(Work to be completed)
From the triangle angle solution, output the stretch from "The problem states" through "BCM = angle MCD = 57°.", copied word for word.

(Selected extract)
┌────────

The problem states that sides AC and BC of triangle ABC are equal. Ray CM is the bisector of the external angle BCD, and the angle MCD is 57 degrees. Find the measure of angle BAC and provide the answer in degrees.

Solution:

• Given AC = BC, triangle ABC is an isosceles triangle.
• CM bisects the external angle BCD.
• Angle MCD = 57°.
• Since CM bisects angle BCD, angle BCM = angle MCD = 57°.
• Thus, angle BCD = angle BCM + angle MCD = 57° + 57° = 114°.
• Angle ACB and angle BCD are supplementary angles (they form a linear pair on the straight line AD).
• Angle ACB = 180° - angle BCD = 180° - 114° = 66°.
• In isosceles triangle ABC, the angles opposite the equal sides are equal, so angle BAC = angle ABC.
• The sum of angles in a triangle is 180°. Therefore, in triangle ABC: Angle BAC + Angle ABC + Angle ACB = 180°.
• Substituting angle ABC with angle BAC, we get: 2 * Angle BAC + Angle ACB = 180°.
• 2 * Angle BAC + 66° = 180°.
• 2 * Angle BAC = 180° - 66° = 114°.
• Angle BAC = 114° / 2 = 57°.

Answer: 57

└────────

Point labeling examples

┌────────

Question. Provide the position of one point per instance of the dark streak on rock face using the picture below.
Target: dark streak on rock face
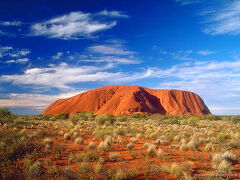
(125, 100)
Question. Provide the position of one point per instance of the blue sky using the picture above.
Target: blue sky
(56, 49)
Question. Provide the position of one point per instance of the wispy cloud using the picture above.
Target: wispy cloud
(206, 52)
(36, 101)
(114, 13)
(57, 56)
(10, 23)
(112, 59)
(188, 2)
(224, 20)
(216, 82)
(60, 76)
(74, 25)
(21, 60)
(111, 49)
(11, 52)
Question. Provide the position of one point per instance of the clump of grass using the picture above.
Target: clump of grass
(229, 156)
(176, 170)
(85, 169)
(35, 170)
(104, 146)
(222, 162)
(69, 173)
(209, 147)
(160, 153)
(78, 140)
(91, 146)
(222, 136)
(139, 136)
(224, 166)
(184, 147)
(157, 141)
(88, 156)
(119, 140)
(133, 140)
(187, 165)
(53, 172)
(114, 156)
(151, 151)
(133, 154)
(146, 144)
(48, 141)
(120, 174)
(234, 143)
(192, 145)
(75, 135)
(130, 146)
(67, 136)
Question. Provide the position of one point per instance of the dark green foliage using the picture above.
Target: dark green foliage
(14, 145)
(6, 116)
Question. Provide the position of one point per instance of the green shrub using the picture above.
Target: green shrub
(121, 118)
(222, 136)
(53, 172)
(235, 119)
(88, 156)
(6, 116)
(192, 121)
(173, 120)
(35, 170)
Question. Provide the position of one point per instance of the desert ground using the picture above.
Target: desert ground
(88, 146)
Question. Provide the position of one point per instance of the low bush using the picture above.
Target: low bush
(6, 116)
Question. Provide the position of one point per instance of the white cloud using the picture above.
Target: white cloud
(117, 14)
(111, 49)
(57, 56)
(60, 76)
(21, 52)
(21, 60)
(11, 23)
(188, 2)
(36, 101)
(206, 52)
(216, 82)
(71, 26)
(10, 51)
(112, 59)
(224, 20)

└────────

(Response to the exercise)
The problem states that sides AC and BC of triangle ABC are equal. Ray CM is the bisector of the external angle BCD, and the angle MCD is 57 degrees. Find the measure of angle BAC and provide the answer in degrees.

Solution:

• Given AC = BC, triangle ABC is an isosceles triangle.
• CM bisects the external angle BCD.
• Angle MCD = 57°.
• Since CM bisects angle BCD, angle BCM = angle MCD = 57°.